Data in this exercise.
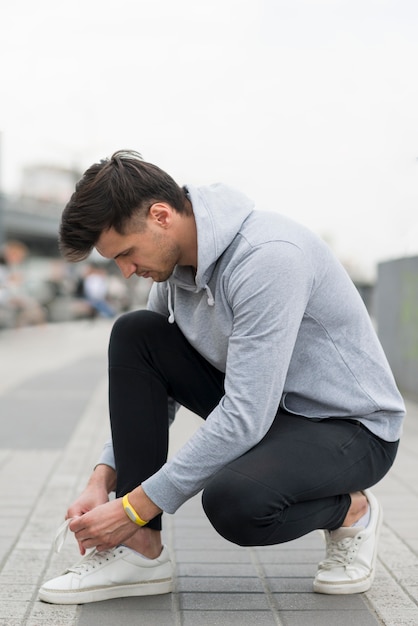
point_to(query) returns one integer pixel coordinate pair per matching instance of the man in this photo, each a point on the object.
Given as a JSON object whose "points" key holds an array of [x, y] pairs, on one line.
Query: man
{"points": [[254, 326]]}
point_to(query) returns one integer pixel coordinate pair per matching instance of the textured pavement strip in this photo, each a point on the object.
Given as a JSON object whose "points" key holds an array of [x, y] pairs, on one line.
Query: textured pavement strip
{"points": [[216, 582]]}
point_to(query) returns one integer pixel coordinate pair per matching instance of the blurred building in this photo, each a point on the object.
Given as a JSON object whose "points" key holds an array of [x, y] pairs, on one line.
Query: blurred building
{"points": [[33, 214]]}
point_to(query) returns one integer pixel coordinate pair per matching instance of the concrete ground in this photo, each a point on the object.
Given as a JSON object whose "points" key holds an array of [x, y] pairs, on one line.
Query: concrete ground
{"points": [[53, 421]]}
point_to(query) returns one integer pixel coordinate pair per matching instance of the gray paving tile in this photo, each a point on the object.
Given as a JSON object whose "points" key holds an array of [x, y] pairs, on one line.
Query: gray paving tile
{"points": [[328, 618], [223, 602], [223, 618], [226, 584]]}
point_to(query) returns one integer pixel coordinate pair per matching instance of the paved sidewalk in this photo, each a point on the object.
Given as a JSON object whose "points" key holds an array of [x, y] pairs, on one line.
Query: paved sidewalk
{"points": [[53, 421]]}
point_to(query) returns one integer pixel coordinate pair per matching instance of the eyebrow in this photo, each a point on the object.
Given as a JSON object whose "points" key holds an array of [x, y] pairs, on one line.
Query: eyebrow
{"points": [[122, 253]]}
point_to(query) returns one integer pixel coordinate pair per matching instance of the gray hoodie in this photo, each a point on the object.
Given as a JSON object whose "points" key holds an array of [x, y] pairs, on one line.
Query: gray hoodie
{"points": [[272, 308]]}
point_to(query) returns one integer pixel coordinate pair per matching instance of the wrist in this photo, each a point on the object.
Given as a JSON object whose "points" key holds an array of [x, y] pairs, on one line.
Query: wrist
{"points": [[141, 503]]}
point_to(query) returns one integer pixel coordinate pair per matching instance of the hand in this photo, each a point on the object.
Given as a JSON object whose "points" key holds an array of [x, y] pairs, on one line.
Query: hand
{"points": [[104, 527], [91, 497], [101, 482]]}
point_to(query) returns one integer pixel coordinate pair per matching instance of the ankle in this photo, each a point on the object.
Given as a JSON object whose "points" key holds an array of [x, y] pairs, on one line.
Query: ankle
{"points": [[147, 542], [358, 508]]}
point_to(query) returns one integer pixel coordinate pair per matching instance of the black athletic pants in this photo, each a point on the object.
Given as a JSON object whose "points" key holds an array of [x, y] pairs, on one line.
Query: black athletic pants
{"points": [[295, 480]]}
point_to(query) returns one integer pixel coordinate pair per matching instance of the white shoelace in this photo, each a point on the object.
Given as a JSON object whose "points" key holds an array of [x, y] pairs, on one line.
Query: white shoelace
{"points": [[340, 553], [94, 559], [61, 535]]}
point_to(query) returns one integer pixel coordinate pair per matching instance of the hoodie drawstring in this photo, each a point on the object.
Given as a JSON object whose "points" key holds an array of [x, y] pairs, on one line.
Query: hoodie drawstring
{"points": [[211, 300], [171, 318]]}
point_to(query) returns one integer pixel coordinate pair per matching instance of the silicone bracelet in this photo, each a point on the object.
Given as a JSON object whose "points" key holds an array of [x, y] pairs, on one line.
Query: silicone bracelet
{"points": [[131, 513]]}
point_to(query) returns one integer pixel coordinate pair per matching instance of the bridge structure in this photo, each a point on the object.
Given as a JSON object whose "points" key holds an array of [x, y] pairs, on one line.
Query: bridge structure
{"points": [[31, 220]]}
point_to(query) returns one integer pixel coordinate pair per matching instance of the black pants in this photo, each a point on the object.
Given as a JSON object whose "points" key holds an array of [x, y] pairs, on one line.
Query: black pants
{"points": [[295, 480]]}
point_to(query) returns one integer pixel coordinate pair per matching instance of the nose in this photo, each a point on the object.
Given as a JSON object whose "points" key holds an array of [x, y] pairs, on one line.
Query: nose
{"points": [[127, 268]]}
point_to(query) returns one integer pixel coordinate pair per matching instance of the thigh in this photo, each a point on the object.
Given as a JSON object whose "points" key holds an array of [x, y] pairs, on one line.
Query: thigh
{"points": [[145, 343], [301, 459], [295, 480]]}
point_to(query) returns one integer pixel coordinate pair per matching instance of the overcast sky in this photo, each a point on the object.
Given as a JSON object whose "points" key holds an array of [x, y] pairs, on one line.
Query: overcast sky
{"points": [[308, 106]]}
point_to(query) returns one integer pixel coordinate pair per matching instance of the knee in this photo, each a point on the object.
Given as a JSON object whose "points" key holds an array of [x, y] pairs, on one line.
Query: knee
{"points": [[236, 508], [131, 328], [133, 322]]}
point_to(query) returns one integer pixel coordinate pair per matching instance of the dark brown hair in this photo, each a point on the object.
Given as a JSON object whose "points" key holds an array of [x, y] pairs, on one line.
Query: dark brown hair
{"points": [[109, 195]]}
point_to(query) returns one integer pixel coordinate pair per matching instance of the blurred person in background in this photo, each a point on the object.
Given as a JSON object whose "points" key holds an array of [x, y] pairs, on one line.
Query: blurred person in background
{"points": [[15, 299], [95, 289]]}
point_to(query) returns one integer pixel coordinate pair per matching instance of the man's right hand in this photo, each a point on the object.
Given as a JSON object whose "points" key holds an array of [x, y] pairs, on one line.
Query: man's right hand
{"points": [[100, 484]]}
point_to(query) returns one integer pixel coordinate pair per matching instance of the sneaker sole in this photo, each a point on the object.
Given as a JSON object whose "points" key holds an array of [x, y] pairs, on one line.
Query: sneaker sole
{"points": [[98, 594], [357, 586]]}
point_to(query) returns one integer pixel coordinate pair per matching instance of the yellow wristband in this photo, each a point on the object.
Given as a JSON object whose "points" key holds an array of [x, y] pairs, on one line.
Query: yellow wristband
{"points": [[131, 513]]}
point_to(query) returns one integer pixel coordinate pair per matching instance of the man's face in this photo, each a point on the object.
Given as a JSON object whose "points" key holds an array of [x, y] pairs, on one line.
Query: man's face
{"points": [[151, 253]]}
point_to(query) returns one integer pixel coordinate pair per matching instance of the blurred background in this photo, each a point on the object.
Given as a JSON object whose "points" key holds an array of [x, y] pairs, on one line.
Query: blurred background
{"points": [[308, 106]]}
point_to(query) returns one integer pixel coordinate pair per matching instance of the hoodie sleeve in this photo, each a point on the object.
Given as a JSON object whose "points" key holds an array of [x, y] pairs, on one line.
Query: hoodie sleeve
{"points": [[268, 293]]}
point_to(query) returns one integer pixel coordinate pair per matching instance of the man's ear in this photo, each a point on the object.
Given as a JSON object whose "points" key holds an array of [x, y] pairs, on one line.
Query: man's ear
{"points": [[161, 214]]}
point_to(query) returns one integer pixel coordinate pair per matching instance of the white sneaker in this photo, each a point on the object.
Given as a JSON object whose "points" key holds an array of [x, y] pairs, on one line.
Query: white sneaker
{"points": [[349, 566], [115, 573]]}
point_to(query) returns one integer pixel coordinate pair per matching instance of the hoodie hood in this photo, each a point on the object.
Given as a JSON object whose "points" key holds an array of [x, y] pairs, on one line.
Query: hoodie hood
{"points": [[219, 213]]}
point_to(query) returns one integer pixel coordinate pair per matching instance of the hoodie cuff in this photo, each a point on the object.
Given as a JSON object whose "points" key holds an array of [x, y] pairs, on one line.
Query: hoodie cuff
{"points": [[163, 492]]}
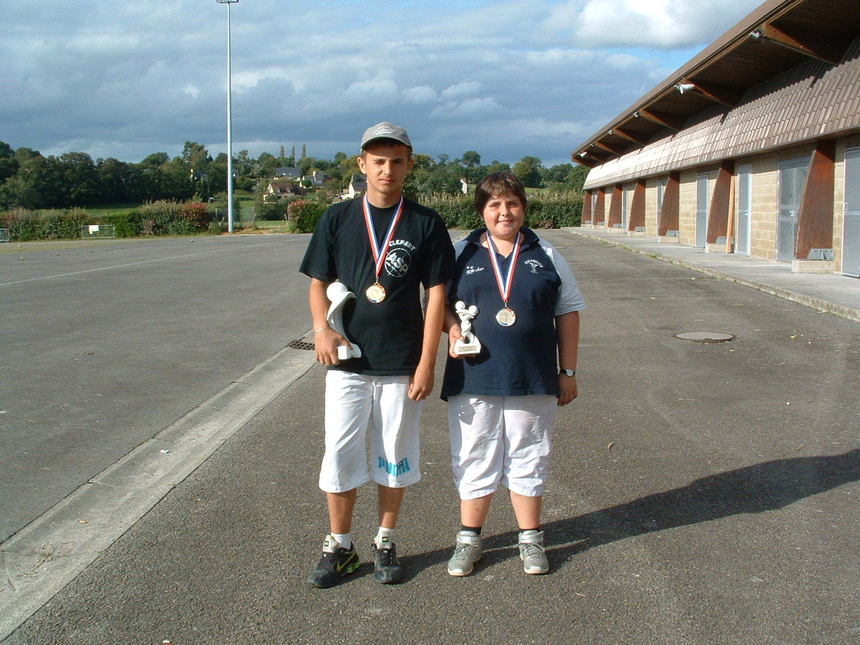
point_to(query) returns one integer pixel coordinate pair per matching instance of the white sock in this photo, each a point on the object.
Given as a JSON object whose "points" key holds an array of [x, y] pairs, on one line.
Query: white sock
{"points": [[384, 537], [343, 539]]}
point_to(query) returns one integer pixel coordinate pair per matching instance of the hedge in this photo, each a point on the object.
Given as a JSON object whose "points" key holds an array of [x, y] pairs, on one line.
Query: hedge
{"points": [[155, 218], [25, 226], [303, 215], [550, 210]]}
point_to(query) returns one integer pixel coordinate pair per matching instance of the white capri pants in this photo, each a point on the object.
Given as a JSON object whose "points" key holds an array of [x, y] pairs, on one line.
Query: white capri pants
{"points": [[356, 404], [500, 439]]}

Description of the task.
Would you please print only the lines running from the one with "Query: hoodie sleeve" to the final line of the entries above, exactly as written and without pictures?

Response area.
Query: hoodie sleeve
{"points": [[268, 293]]}
point_to(query) returns one integer pixel coordinate pair per matching instance of the man's ear in this photo, each a point on the object.
Given as a JSON object whose "points" key holds an array of [x, y] pairs, on one line.
Query: man's ear
{"points": [[161, 214]]}
point_to(query) returns one integer pixel coordinate pair per matching instance of the white sneaker in this photo, each a point on the object.
Given as a JSON object whose "points" key holds an array of [x, y] pairs, on one line.
Query: white sneaker
{"points": [[349, 566], [115, 573]]}
point_to(query) returns one integer pixel coordinate pair per matching instance of the hoodie hood in this photo, each a point on the object.
Given as a JSON object whose "points" key holds an array of [x, y] pairs, on one line.
Query: hoodie hood
{"points": [[219, 213]]}
point_to(query) returns one integer pixel coordinate pair per matching instance of the hoodie cuff in this photo, each a point on the object.
Given as a JSON object whose "points" key holds an array of [x, y] pairs, on one line.
Query: hoodie cuff
{"points": [[163, 492]]}
point_to(query) returns one integer pixel coordinate pair per matching instance of the white sock in this photo, each a point on the object.
Given as a JSON object whose "points" key holds an array of [x, y] pairs, on one line.
Query: white sock
{"points": [[384, 537], [343, 539]]}
point_to(query) returns one integer pixel coordinate pair per matching instance of the hedge in this photo, each a point on the object.
Given as a JSON object whose "points" key holds an array of [x, y] pairs, on one line.
Query: hedge
{"points": [[155, 218], [25, 226], [303, 215], [550, 210]]}
point_to(query) returns one integer pixel coordinate pair per matching instance of the white capri pants in this photo, each a point on the object.
Given as a JSON object whose "points" key holds an array of [x, y] pairs, on one line.
Query: white capri pants
{"points": [[356, 404], [500, 439]]}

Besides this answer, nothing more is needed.